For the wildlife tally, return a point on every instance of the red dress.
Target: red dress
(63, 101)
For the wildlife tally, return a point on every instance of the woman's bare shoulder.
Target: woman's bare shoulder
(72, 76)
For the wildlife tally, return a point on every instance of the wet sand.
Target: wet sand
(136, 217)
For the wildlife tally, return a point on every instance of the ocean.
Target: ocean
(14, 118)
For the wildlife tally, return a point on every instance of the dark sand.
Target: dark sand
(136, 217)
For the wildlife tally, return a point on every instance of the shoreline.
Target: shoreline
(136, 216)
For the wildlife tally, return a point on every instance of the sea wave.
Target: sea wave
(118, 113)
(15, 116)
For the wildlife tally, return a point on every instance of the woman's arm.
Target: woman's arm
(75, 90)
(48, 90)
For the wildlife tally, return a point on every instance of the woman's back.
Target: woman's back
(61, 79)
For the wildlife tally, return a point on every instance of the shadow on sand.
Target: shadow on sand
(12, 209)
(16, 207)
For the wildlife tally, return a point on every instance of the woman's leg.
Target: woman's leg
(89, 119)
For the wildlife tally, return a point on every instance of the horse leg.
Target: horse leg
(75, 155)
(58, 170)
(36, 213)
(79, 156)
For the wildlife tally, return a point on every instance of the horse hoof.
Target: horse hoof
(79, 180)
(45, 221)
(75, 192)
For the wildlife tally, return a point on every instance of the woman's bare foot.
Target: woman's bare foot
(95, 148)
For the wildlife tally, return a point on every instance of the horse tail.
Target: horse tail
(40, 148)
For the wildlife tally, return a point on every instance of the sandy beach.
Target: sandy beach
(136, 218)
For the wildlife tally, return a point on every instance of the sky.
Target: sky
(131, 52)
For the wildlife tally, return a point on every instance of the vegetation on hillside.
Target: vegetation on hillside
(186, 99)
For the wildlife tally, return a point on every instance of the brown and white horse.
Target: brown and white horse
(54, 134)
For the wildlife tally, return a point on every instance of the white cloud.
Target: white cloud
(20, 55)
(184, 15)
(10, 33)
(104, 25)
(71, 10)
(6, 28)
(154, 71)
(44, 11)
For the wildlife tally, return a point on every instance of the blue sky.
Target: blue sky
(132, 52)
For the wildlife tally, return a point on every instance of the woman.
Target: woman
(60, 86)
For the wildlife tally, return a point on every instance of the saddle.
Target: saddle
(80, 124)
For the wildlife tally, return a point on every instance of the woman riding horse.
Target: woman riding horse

▶ Your objective: All entries above should be duplicated exactly, none omitted.

▶ Answer section:
For the wildlife tally, return a point on every instance of the red dress.
Target: red dress
(63, 101)
For the wildlife tally, return a point on every instance of the woman's bare shoulder.
Target: woman's bare shoulder
(72, 76)
For the wildlife tally, return a point on every instance of the wet sand.
Target: wet sand
(136, 217)
For the wildlife tally, return a point on every instance of the ocean.
Target: ocean
(14, 118)
For the wildlife tally, return a point on every instance of the dark sand.
Target: dark sand
(136, 217)
For the wildlife tally, return a point on every instance of the shoreline.
Target: shoreline
(136, 216)
For the wildlife tally, return a point on every instance of the sea wave.
Target: sea wave
(118, 113)
(15, 116)
For the wildlife tally, return a point on every instance of the woman's arm.
Target: woman's arm
(75, 90)
(48, 90)
For the wildlife tally, return a point on every instance of the woman's back.
Target: woman's back
(61, 79)
For the wildlife tally, return a point on every instance of the shadow on sand.
Target: shadow on sand
(12, 209)
(16, 207)
For the wildlife tally, return a point on every instance of the woman's leg.
Target: woman's leg
(89, 119)
For the wildlife tally, return a point on every instance of the horse leg.
Target: horse leg
(75, 155)
(58, 170)
(36, 213)
(79, 156)
For the wildlife tally, return a point on every instance of the horse hoof.
Target: horse hoof
(79, 180)
(45, 221)
(75, 192)
For the wildlife tally, return a point on every instance of the woman's bare foot.
Target: woman's bare foot
(95, 148)
For the wildlife tally, return a point on every instance of the horse tail.
Target: horse tail
(40, 148)
For the wildlife tally, return a point on every instance of the sandy beach.
Target: sandy beach
(136, 218)
For the wildlife tally, return a point on every instance of the sky.
Target: sky
(131, 52)
For the wildlife tally, return a point on every instance of the vegetation on hillside.
Target: vegetation on hillside
(186, 99)
For the wildlife tally, return a point on every instance of the brown and white horse.
Target: brown and white horse
(54, 134)
For the wildlife tally, return a point on every instance of the white cloud.
Target: white cloud
(20, 55)
(184, 15)
(10, 33)
(104, 25)
(71, 10)
(6, 28)
(154, 71)
(44, 11)
For the wildlife tally, return a point on every instance of the blue sky.
Target: blue sky
(132, 52)
For the wildlife tally, return a point on every instance of the woman.
Target: woman
(60, 86)
For the wildlife tally, return a point on every instance of the saddle.
Target: saddle
(80, 124)
For the wildlife tally, return a point on every instance of the woman riding horse.
Target: woman riding horse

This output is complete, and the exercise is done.